* Task statement: Copy the records exactly, starting at the line that contains "of the roof" and stopping after the line that contains "<point>190,90</point>". Include both of those lines.

* Items:

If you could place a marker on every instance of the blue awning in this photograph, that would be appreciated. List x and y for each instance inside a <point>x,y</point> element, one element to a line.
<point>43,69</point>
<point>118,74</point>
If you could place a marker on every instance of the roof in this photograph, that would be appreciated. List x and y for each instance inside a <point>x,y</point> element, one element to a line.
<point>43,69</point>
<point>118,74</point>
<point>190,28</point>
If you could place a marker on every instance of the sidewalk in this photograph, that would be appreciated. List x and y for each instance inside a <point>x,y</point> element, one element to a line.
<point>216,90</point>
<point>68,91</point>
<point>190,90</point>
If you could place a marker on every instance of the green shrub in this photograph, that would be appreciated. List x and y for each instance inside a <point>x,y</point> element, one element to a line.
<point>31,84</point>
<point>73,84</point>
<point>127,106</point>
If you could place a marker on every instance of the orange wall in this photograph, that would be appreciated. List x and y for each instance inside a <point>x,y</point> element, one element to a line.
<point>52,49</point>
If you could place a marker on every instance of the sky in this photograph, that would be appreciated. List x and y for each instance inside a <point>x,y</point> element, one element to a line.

* Finished task:
If you could place a marker on every instance of the roof in this photograph, that would be appreciated. List x and y for each instance inside a <point>x,y</point> element, one element to a line.
<point>43,69</point>
<point>118,74</point>
<point>190,28</point>
If you could place a marker on every instance of the sidewalk in this photograph, that would be appreciated. List x and y for each instance inside a <point>x,y</point> element, one element to a line.
<point>216,90</point>
<point>68,91</point>
<point>190,90</point>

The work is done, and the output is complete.